Task directions:
From the forum thread below about the bitter end eye bolt, quote word for word the part that begins at the words "I have a query" and stops after "may be one!".

# bitter end eye bolt



## spiraxo

καλησπέρα

I am looking for the Greek nautical term of this μαπα. It is the bolt that we connect the bitter end of ship's anchor chain. I am expecting something like "hirtsa". But I am not sure.





🙂


----------



## Helleno File

Hi spiraxo,

I have a query about the English term but must apologise in advance for my _complete_ ignorance of everything nautical. Is bitter end the correct nautical phrase - if it is I have learnt something! I usually understand "bitter end" as a fairly common phrase meaning an undesirable conclusion of an action, often seen as inevitable whatever someone does. Examples: "the war continued to its bitter end"; "the boxer fought to the bitter end, knowing he had lost". Sailors use a lot of English words in very specialised ways and this may be one! 

**Please don't let me distract from your main purpose of obtaining the correct Greek translation for the joint to a rope/chain.**


----------



## spiraxo

Helleno File said:


> ... Is bitter end the correct nautical phrase - if it is I have learnt something! I usually understand "bitter end" as a fairly common phrase...


Absolutely. In this case, it is the end of the anchor rope. 
🙂


----------



## Helleno File

Thanks spiraxo. I sometimes think I learn more about English on this forum than anywhere else! Good luck with the search.


----------



## apmoy70

spiraxo said:


> καλησπέρα
> 
> I am looking for the Greek nautical term of this μαπα. It is the bolt that we connect the bitter end of ship's anchor chain. I am expecting something like "hirtsa". But I am not sure.

Listed entries:
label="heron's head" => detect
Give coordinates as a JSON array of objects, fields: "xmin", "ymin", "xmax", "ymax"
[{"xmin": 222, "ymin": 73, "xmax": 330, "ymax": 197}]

--

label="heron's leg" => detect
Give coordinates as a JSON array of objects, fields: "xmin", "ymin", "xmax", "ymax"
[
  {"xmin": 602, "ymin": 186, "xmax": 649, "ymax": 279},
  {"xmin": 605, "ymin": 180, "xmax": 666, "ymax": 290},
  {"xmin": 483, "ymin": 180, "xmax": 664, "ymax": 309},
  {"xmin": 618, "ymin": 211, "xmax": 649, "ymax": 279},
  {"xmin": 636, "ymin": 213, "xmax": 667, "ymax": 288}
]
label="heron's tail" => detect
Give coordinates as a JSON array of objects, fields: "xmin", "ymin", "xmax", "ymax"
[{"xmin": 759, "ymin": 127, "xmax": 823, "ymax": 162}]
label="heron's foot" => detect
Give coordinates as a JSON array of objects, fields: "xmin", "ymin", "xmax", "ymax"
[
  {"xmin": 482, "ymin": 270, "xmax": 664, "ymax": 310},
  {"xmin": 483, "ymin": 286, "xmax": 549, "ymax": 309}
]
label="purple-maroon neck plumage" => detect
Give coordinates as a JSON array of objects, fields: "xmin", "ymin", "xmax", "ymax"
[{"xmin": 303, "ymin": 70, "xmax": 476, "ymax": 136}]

Correct response:
I have a query about the English term but must apologise in advance for my _complete_ ignorance of everything nautical. Is bitter end the correct nautical phrase - if it is I have learnt something! I usually understand "bitter end" as a fairly common phrase meaning an undesirable conclusion of an action, often seen as inevitable whatever someone does. Examples: "the war continued to its bitter end"; "the boxer fought to the bitter end, knowing he had lost". Sailors use a lot of English words in very specialised ways and this may be one!